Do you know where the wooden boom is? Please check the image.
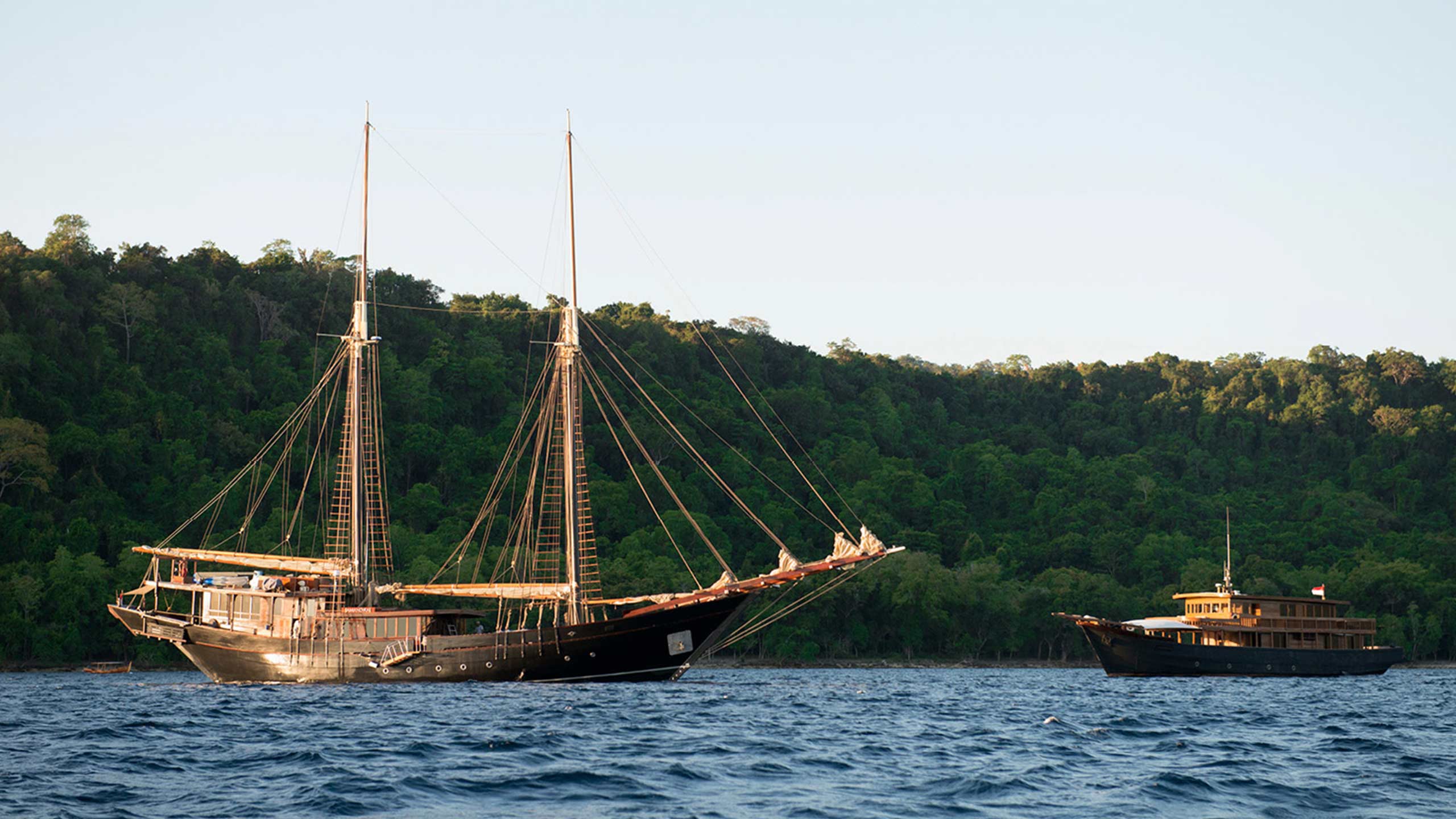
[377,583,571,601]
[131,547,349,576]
= = = = =
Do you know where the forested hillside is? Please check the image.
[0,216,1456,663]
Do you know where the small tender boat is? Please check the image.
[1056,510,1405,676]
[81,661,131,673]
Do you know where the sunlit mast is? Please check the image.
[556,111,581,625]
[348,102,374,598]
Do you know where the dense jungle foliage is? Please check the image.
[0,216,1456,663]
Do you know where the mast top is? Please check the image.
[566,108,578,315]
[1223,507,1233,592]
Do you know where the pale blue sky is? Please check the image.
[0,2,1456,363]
= = = = =
# SET PROBLEM
Rescale the listing lines starting at the line that contains "Do you know where the pale" and ending at the line that contains "[0,2,1456,363]", and give only those lines, with the request line kept as is. Multiply every box coordinate in the answers by 1.15 and round each to a whole number, with halves rounded up.

# EXERCISE SOLUTION
Do you know where the pale blue sky is? Please check the image.
[0,2,1674,417]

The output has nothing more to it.